## Exercise requirements
a) According to the extinction passage, what happened to mouse populations after passenger pigeons were hunted out of existence?
b) Reproduce the extinction passage word for word from "A species dying" to "Lyme disease-ridden ticks.".

===== Text passage =====

4. Extinction causes chain reactions...including to people
As the abovementioned 2020 “biological annihilation” study put it, “extinctions breed extinctions” and other environmental calamities. So that friend who shrugs at the prospect of an obscure freshwater mussel shuffling off this mortal coil isn’t only being flip—they're nearsighted in the extreme.
A species dying off also affects whatever species ate it, whatever predator ate that species, and so on—rippling outward along an intricate web of inter-species relationships that is the product of millions of years’ worth of evolution. That includes humans who may rely on the affected plants or animals for food and shelter. There’s no such thing as one extinction in a vacuum.
There are numerous illustrations of these chain-reactions. After passenger pigeons were hunted out of existence in the early 20th century, for example, populations of mice that had vied with the birds for food-seeds exploded—which led to a bumper crop of Lyme disease-ridden ticks.

===== Extracted information =====

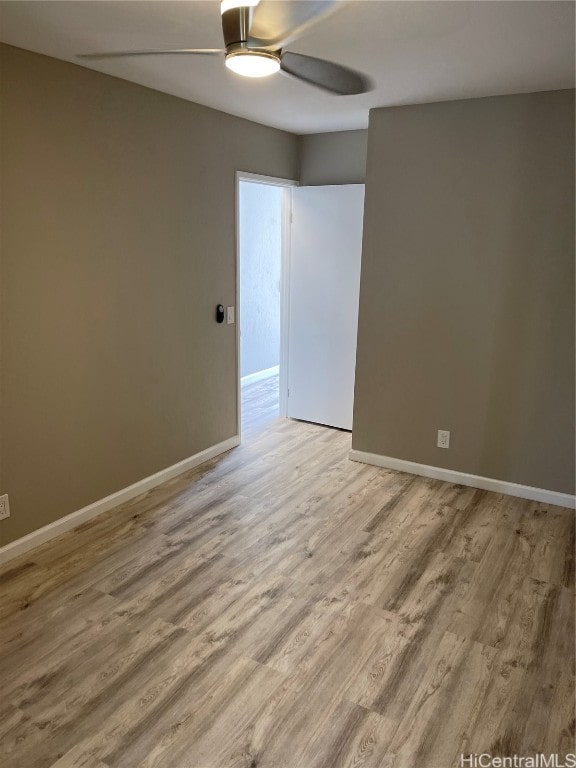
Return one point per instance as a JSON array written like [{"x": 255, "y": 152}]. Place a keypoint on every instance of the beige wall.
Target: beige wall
[
  {"x": 333, "y": 158},
  {"x": 467, "y": 292},
  {"x": 117, "y": 242}
]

=====

## Answers for the exercise
a) They exploded, which led to a bumper crop of Lyme disease-ridden ticks.

b)
A species dying off also affects whatever species ate it, whatever predator ate that species, and so on—rippling outward along an intricate web of inter-species relationships that is the product of millions of years’ worth of evolution. That includes humans who may rely on the affected plants or animals for food and shelter. There’s no such thing as one extinction in a vacuum.
There are numerous illustrations of these chain-reactions. After passenger pigeons were hunted out of existence in the early 20th century, for example, populations of mice that had vied with the birds for food-seeds exploded—which led to a bumper crop of Lyme disease-ridden ticks.